- [Exercise]: Each record must appear in your answer exactly as it does below.

- [Material for this exercise]:
= = = = = = =

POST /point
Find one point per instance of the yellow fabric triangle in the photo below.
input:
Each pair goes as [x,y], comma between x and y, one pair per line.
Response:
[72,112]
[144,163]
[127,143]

= = = = = = =

- [Final answer]:
POST /point
Find one point per instance of the yellow fabric triangle in the photo below.
input:
Each pair goes as [x,y], comma between x and y, one pair per line.
Response:
[72,112]
[144,163]
[127,143]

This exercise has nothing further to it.